= Beginning of Section =

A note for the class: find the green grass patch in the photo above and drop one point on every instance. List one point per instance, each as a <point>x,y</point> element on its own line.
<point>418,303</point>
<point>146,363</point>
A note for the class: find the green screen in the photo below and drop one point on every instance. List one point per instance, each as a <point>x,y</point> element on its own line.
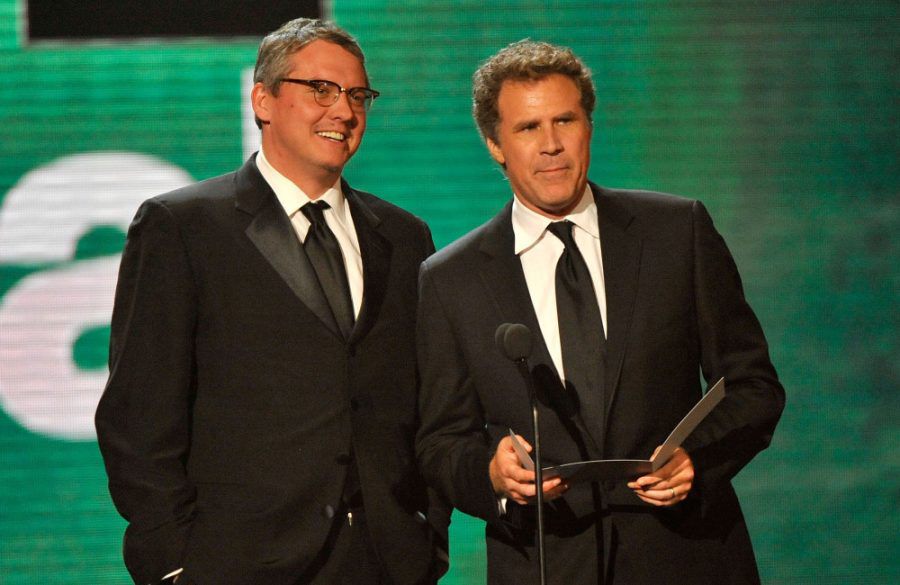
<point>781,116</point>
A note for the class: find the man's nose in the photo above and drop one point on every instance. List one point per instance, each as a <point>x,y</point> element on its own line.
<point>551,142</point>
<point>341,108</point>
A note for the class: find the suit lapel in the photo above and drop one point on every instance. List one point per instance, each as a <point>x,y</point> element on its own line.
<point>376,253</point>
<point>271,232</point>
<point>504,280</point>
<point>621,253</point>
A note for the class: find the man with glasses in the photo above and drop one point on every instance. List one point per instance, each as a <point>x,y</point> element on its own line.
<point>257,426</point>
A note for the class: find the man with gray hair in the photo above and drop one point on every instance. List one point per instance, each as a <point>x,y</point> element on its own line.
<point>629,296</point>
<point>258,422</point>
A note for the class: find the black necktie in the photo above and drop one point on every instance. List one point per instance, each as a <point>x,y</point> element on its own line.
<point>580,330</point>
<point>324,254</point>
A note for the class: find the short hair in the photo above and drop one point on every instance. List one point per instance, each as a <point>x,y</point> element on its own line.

= End of Section =

▶ [ACTIVITY] All lines from the one with "A note for the class: find the black" onward to the end of the records above should be repeated exactly, and only those lines.

▶ [ANSWER SPACE]
A note for the class: find the black necktie in the photo above and drop one point on every instance. List one point per instance, each as a <point>x,y</point> element on its own line.
<point>580,330</point>
<point>324,254</point>
A note for the class: find the short hair in the photo above and drop one point on every instance. List one point per instance, each as a <point>x,y</point> element on its own line.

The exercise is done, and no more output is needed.